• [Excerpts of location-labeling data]
'''
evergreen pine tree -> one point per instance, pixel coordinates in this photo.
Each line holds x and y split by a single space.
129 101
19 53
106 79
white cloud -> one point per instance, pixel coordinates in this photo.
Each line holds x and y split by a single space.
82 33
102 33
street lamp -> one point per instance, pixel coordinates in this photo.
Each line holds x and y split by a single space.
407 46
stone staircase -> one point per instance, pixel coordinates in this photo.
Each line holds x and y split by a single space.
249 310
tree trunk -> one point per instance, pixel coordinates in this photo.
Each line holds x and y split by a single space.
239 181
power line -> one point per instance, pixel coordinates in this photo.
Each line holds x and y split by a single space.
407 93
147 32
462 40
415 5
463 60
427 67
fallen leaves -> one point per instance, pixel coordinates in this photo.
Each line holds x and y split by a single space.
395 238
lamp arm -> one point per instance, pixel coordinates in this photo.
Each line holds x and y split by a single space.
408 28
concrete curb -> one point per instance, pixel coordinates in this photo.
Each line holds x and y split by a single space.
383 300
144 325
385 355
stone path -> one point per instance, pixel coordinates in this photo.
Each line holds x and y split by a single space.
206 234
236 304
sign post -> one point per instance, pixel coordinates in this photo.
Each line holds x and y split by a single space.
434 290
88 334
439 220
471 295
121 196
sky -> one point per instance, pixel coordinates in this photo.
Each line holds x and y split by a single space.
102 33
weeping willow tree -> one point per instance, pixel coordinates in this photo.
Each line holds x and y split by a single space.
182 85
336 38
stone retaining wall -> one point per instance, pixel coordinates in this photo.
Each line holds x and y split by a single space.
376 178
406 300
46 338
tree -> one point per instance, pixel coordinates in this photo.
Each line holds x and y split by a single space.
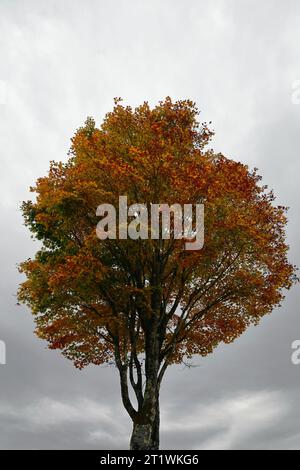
148 303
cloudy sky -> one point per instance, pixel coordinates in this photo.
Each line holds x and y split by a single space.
64 60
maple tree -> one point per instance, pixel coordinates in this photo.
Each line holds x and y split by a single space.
146 304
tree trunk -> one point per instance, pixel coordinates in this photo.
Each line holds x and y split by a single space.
145 434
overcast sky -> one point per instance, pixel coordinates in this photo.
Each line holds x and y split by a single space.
64 60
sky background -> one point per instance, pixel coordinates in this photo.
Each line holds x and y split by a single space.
62 61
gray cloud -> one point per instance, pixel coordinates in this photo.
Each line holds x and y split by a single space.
62 61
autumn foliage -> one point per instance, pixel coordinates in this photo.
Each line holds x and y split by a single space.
110 301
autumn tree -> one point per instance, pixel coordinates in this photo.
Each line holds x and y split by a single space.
145 304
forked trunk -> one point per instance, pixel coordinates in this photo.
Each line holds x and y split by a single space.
145 434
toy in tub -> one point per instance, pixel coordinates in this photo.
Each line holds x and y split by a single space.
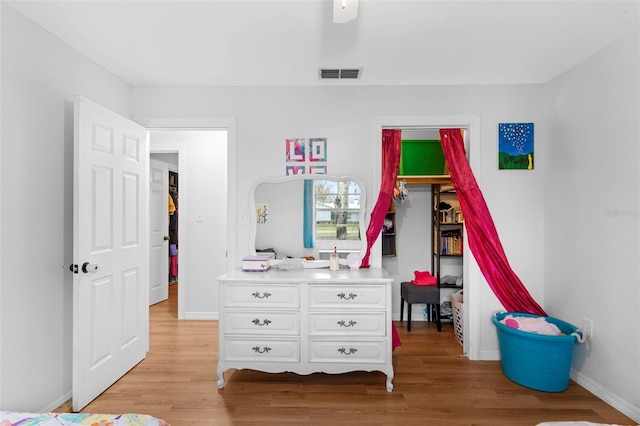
534 360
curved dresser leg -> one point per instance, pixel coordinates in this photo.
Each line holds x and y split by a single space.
220 377
389 384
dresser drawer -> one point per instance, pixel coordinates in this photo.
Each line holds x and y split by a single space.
261 295
346 351
347 323
258 322
342 296
264 350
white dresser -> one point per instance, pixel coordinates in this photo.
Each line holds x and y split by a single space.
306 321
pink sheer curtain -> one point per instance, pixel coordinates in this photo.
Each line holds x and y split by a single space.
391 145
481 232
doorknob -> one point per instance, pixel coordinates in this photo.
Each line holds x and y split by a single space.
89 267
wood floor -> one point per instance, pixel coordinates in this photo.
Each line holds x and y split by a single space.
434 385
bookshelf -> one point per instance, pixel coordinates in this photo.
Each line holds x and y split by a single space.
389 232
448 234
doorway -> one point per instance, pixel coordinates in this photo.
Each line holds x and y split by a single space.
201 159
471 272
163 220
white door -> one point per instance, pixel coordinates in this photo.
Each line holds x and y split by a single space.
158 231
110 240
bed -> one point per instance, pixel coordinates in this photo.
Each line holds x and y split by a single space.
12 418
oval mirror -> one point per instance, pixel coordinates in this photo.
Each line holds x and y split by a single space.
334 218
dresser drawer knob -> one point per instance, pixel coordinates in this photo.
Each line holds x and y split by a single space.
349 351
349 296
264 295
343 323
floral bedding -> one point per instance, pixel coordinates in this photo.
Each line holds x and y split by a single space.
11 418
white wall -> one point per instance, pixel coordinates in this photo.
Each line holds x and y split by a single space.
591 217
266 116
40 76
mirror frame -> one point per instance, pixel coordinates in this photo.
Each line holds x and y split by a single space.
253 225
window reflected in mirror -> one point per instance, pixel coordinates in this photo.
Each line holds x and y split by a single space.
306 216
337 210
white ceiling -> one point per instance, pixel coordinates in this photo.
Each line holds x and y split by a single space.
395 42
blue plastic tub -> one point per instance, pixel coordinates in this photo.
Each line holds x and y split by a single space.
533 360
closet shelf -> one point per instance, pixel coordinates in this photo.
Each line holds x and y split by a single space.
425 179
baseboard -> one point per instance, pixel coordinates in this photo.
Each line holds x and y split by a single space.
59 405
620 404
202 315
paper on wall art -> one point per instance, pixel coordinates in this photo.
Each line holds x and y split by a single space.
262 212
306 156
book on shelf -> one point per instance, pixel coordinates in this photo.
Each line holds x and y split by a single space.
451 242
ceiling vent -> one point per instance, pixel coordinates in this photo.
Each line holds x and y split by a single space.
338 73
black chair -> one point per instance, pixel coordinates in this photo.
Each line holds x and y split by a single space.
427 294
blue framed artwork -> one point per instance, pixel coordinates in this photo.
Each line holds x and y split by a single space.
515 146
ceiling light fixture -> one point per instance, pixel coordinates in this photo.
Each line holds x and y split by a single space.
344 11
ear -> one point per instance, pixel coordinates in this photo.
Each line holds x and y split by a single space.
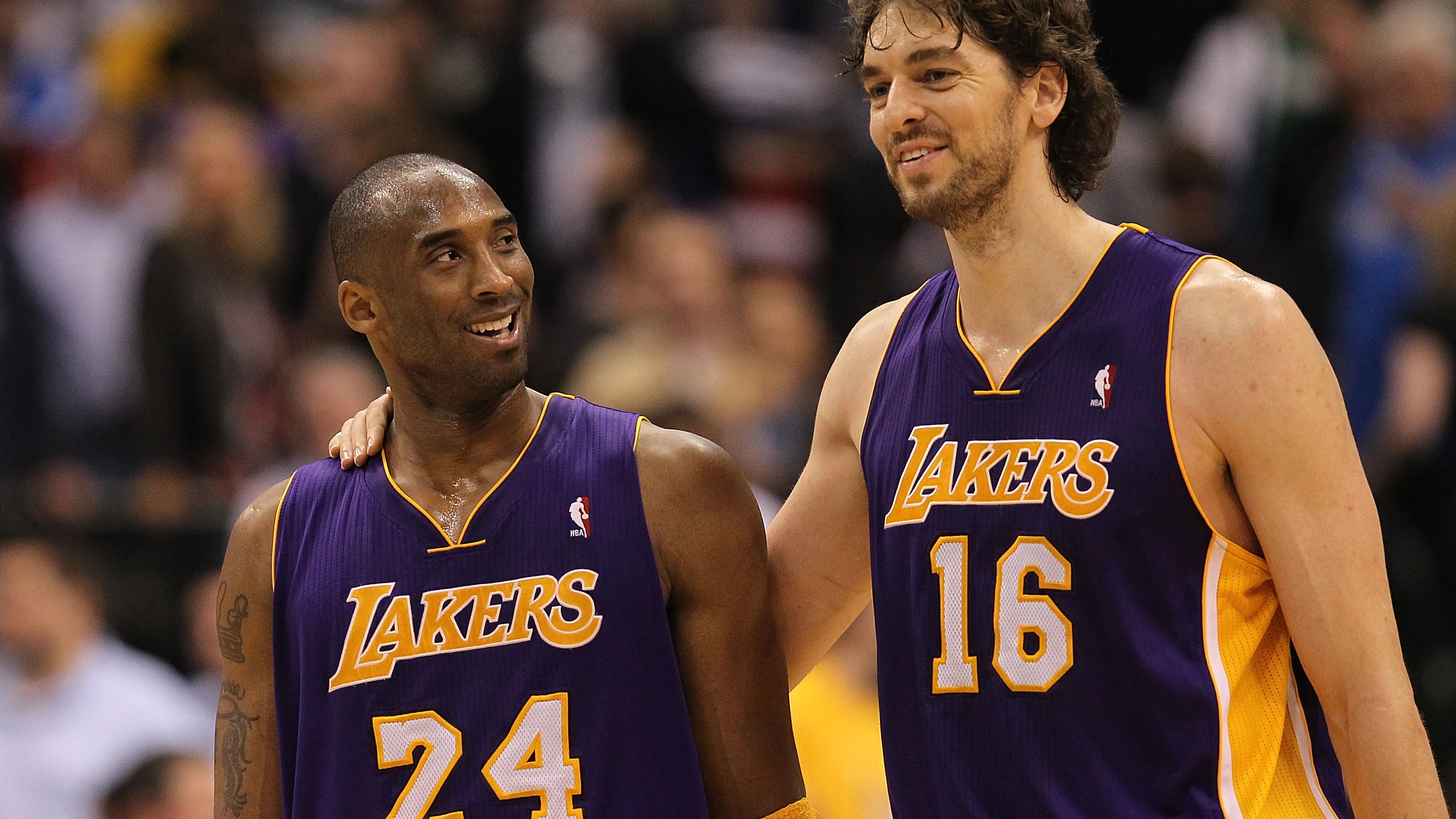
'''
• [What you are asked to do] Copy the lines from the one holding "ceiling light fixture" through the end of the records, inclusive, replacing "photo" with "image" and keeping everything else the same. Omit the pictures.

• [Final answer]
ceiling light fixture -> one point per instance, pixel coordinates in this image.
Each line holds x and y split by a single space.
344 11
ear -> one point per instance, pixel coordinates in this image.
Each line holds x and y split by a single space.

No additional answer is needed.